• [Exercise description] In the entries that follow, the first line to write out is the one containing "written as (37,255).", and the last is the one containing "written as (413,179).". Reproduce that stretch exactly, with nothing before or after it.

• [Records provided]
********************

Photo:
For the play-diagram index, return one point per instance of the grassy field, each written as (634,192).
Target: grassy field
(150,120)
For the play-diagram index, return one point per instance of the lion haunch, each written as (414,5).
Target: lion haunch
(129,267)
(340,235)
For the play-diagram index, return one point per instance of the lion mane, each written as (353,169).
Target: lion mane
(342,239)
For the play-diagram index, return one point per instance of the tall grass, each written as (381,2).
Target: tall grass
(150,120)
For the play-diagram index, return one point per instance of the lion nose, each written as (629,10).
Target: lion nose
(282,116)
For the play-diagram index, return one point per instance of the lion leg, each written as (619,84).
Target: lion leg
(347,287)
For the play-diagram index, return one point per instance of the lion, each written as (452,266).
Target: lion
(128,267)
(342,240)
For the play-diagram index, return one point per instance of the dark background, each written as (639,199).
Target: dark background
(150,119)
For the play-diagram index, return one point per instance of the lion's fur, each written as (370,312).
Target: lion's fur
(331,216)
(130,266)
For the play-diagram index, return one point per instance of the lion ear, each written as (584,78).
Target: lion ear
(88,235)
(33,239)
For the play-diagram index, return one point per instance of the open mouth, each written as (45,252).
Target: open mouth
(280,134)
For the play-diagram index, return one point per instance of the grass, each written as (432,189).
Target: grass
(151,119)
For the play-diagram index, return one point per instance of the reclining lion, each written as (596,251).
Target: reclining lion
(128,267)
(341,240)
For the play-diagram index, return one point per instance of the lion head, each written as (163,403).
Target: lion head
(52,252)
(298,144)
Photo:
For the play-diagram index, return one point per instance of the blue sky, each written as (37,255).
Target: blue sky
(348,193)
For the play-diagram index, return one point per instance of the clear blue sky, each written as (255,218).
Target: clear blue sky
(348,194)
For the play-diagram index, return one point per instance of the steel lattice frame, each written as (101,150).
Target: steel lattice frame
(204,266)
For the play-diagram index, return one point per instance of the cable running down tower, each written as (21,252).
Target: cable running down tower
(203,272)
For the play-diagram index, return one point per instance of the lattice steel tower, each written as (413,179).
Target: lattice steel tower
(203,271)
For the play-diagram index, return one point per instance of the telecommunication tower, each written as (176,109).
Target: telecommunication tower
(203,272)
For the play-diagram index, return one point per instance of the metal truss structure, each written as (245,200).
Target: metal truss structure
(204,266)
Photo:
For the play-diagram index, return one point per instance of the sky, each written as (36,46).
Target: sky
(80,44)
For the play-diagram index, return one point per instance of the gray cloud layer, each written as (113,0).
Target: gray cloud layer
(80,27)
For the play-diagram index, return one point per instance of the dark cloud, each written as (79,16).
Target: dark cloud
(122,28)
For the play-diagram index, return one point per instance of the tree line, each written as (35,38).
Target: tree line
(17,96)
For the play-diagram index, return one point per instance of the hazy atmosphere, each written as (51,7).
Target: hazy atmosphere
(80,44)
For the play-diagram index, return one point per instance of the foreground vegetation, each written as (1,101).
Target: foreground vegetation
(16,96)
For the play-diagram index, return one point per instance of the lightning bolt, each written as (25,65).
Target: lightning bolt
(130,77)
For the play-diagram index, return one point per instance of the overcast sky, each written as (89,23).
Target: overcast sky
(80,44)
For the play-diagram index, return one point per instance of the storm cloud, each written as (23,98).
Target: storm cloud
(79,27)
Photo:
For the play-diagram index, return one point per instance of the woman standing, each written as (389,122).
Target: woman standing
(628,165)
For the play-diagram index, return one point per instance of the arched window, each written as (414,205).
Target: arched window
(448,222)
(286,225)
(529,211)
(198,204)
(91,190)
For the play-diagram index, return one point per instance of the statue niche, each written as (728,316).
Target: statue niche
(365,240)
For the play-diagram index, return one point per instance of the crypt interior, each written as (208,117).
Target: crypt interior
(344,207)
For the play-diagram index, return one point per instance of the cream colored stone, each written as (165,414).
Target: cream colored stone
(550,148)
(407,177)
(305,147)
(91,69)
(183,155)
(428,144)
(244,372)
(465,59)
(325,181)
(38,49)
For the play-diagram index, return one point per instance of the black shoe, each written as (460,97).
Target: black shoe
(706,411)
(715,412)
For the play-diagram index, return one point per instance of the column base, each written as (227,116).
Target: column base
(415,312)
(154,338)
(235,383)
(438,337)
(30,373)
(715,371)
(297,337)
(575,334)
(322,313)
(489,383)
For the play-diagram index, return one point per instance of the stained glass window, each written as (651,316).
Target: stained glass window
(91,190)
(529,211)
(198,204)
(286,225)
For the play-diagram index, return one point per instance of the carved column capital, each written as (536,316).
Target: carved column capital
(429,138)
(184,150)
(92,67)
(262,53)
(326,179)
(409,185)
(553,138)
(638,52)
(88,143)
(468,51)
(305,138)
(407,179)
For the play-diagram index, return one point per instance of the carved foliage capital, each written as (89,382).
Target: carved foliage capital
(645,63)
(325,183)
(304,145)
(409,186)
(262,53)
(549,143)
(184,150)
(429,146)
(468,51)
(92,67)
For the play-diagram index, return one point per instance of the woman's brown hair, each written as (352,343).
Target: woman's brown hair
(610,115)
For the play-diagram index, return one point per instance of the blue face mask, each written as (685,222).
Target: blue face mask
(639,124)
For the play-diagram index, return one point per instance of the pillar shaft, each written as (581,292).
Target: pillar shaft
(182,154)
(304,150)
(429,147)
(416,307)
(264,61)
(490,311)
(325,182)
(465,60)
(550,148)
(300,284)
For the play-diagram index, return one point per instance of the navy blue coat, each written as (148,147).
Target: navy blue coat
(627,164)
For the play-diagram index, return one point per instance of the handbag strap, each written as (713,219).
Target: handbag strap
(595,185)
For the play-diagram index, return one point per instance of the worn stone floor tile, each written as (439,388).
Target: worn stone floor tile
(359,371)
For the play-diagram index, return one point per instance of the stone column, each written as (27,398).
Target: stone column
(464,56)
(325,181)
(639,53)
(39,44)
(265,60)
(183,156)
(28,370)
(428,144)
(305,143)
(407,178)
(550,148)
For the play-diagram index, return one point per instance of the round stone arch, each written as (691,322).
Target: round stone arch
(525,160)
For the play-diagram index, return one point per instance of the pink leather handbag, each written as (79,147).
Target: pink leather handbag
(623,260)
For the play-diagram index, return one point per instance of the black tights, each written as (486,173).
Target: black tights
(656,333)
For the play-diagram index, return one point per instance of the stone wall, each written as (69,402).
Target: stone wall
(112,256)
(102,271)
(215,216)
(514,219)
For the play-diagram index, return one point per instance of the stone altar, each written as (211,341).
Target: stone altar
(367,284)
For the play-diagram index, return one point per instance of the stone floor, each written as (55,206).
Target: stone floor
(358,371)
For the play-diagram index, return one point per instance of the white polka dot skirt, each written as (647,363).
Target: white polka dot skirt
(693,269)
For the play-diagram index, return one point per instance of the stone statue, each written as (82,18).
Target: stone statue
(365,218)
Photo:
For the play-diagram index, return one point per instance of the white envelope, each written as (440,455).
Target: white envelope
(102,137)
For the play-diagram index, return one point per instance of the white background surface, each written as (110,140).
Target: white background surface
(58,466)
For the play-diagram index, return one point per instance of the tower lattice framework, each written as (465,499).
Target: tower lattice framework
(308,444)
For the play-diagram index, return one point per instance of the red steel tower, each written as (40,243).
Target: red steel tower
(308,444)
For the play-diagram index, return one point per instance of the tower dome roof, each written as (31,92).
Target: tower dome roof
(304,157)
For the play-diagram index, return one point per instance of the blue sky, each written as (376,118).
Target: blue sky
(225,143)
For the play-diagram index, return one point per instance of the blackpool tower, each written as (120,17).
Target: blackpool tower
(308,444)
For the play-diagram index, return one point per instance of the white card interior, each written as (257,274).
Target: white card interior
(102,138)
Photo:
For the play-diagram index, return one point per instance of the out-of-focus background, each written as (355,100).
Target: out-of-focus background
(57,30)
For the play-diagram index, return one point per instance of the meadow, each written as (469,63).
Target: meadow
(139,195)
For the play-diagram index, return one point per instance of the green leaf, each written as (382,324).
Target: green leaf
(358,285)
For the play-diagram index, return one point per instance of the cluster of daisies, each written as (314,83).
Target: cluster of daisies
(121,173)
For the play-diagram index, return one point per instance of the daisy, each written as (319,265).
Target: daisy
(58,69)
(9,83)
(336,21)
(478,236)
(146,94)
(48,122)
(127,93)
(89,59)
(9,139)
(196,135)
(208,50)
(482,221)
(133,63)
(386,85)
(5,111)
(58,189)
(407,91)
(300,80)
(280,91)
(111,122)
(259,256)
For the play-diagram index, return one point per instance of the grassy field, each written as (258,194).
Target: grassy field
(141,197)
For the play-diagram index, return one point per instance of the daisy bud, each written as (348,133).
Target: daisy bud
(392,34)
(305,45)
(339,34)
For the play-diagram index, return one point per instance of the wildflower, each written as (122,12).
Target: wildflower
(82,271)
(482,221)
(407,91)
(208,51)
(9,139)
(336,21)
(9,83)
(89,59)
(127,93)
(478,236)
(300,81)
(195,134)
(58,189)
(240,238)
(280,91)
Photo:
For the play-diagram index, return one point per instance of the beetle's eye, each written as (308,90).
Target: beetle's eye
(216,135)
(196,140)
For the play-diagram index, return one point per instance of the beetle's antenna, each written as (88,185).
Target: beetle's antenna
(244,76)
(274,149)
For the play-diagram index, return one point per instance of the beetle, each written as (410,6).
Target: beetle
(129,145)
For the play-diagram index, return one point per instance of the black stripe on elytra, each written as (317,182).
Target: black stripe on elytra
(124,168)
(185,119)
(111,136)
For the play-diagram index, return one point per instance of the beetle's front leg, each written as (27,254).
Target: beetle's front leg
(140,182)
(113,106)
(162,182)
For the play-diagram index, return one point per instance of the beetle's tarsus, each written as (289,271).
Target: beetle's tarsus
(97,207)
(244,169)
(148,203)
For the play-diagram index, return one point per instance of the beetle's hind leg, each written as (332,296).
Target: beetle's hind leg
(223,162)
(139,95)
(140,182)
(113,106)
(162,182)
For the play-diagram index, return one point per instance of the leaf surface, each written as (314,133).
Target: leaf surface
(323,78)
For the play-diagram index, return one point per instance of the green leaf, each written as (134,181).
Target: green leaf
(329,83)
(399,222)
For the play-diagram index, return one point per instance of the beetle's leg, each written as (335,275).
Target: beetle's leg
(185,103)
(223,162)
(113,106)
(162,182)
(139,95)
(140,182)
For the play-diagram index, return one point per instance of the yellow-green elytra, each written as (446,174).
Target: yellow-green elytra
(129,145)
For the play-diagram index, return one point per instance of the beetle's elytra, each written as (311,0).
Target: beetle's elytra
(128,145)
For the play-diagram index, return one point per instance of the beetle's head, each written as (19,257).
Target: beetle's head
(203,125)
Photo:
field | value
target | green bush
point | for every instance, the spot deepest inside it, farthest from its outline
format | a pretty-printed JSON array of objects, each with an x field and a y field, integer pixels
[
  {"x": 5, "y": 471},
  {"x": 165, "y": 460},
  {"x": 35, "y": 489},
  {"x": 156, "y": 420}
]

********************

• [Output of the task]
For the play-diagram index, return one point per instance of the blue sky, each written as (37,255).
Target: blue sky
(348,193)
For the play-diagram index, return one point per instance of the clear blue sky, each written as (255,218).
Target: clear blue sky
(348,194)
For the play-diagram index, return one point per instance of the steel lattice frame, each written as (101,150).
Target: steel lattice frame
(204,266)
For the play-diagram index, return one point per instance of the cable running down tower, each written as (21,252).
Target: cable running down tower
(203,272)
For the play-diagram index, return one point per instance of the lattice steel tower, each written as (413,179).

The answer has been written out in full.